◆ EXERCISE REQUIREMENTS
What is needed here is an exact copy of every entry.

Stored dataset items
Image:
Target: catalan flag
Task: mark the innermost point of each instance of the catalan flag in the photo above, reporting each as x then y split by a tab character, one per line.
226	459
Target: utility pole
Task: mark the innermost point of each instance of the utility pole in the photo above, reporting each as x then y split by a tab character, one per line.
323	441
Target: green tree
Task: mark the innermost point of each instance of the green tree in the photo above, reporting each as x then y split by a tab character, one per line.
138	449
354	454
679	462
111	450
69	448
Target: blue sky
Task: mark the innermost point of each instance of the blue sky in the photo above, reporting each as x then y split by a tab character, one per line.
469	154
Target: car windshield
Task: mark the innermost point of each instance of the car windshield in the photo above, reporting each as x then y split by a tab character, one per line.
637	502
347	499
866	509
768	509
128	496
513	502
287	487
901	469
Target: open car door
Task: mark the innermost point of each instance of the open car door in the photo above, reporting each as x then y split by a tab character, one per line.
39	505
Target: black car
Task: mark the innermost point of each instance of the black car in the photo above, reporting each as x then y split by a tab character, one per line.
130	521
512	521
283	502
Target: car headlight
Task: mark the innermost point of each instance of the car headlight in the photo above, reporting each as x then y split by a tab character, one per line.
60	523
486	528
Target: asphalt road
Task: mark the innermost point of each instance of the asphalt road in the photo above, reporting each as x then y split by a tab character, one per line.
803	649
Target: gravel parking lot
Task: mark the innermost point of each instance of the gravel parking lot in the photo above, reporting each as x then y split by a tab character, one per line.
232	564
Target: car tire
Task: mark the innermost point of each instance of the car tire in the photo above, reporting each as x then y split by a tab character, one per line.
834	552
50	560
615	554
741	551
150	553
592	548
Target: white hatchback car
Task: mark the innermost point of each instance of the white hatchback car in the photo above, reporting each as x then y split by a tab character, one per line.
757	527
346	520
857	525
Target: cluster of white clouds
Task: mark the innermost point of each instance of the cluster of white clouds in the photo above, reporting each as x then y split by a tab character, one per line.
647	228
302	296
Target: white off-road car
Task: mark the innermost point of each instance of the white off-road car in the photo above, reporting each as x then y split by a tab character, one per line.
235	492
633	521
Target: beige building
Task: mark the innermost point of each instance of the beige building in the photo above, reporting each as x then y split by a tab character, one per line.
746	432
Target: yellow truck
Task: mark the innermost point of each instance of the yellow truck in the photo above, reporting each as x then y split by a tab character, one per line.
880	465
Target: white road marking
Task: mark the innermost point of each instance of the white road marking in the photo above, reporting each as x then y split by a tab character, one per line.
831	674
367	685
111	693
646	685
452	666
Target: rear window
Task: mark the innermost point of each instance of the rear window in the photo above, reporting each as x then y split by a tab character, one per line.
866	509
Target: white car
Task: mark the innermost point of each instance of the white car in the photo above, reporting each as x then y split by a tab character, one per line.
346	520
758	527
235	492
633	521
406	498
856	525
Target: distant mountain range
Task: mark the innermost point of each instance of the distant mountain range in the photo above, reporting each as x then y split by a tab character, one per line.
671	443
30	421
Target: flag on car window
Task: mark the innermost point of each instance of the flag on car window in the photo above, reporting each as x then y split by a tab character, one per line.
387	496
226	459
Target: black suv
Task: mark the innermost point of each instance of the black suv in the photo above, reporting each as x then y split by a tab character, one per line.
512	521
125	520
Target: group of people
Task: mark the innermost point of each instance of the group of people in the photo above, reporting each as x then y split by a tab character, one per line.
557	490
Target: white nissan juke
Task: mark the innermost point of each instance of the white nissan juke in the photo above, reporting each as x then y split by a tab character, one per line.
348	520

◆ THE SOLUTION
Image:
Target: catalan flag
Task: mark the innermost point of each instance of the catalan flag in the photo above, reporting each as x then y split by a tab character, one per line.
226	459
Target: utility pole
Task: mark the innermost point of each instance of the utility pole in the photo above, reporting each as x then y split by a tab character, one per line.
323	441
Target: green tree
Task: mark the innermost point of each instance of the green tree in the photo above, reporting each as x then y split by a tab character, one per line.
138	449
354	454
679	462
111	450
69	448
Target: blue sky
Task: mark the innermost point of each instance of the blue sky in the photo above, reporting each as x then y split by a tab character, one per line.
469	154
Target: car windshield
Task: mark the innermost point of each instance of the car windshield in the photo above, reporting each as x then y split by a tab character, one per line.
637	502
347	499
866	509
768	509
128	496
513	502
287	487
901	469
Target: open car door
Task: mark the innermost point of each instance of the open car door in the photo above, reporting each as x then y split by a tab character, one per line.
39	505
Target: black car
Task: mark the innermost point of each instance of the black car in the photo above, reporting each as x then y split by a tab character, one per line.
130	521
512	521
283	502
Target: car headlight
Task: mark the innermost point of each instance of the car headlight in the photo above, reporting each as x then y split by a tab character, one per line.
60	523
486	528
Target: asphalt road
Task: mark the innermost point of each instance of the asphalt road in the photo above, reporting each as x then y split by a tab character, one per line.
803	649
Target: gravel parking lot
Task: mark the innermost point of each instance of the gravel parking lot in the photo above, reporting each as x then y split by a tab character, one per line.
232	564
Target: car tire
Task: mark the innermost point of each instance of the car tire in the photo above, reporting each as x then y split by a tab character, one per line.
834	552
50	560
615	554
741	551
150	553
592	548
Target: white hatchback car
Task: mark the innermost point of each instance of the white hatchback car in the photo above, reporting each as x then y split by a tab character, one per line.
757	527
346	520
857	525
Target: cluster of white clouds
Task: mark the innermost point of each instance of the cluster of white clouds in the photo above, reporting each as x then y split by a tab character, one per line.
647	228
302	296
Target: white off-road car
Task: mark the innermost point of each instance of the white off-road car in the photo above, reporting each as x then y split by a tab character, one per line.
235	492
633	521
Target: beige building
Task: mark the innermost point of each instance of the beige building in the photo above, reporting each as x then y split by a tab character, one per line.
746	432
Target: yellow truck
Task: mark the innermost point of each instance of the yellow truck in the photo above, reporting each as x then y split by a tab character, one per line.
880	465
Target: white road marking
Task: mark the innermost point of each instance of the white road marking in the photo above, reporting each as x then y split by a tab character, one per line.
831	674
367	685
111	693
646	685
452	666
Target: rear window
Task: mark the innermost point of each instance of the rear window in the photo above, reporting each as x then y split by a tab character, one per line.
866	509
Target: white car
Task: mark the innermost point of each instance of the white car in the photo above, reporting each as x then y split by a tab character, one per line.
346	520
758	527
235	492
633	521
406	498
856	525
Target: distant mountain range
Task: mark the innermost point of each instance of the distant mountain range in the photo above, reporting each as x then y split by a tab character, one per line.
671	443
30	421
Target: flag on car window
Task: mark the innermost point of each instance of the flag on car window in the photo above, reporting each as x then y split by a tab character, one per line.
387	496
226	459
Target: black suv
Task: mark the innermost point of each instance of the black suv in the photo above, reporting each as x then y split by a tab character, one per line.
512	521
125	520
Target: group of people
Task: mark the innermost point of each instance of the group of people in the photo above, reporting each as x then y split by a tab character, one per line.
557	490
Target: white nissan juke
Task: mark the innermost point of each instance of the white nissan juke in the photo above, reporting each as x then y split by a tab character, one per line.
348	520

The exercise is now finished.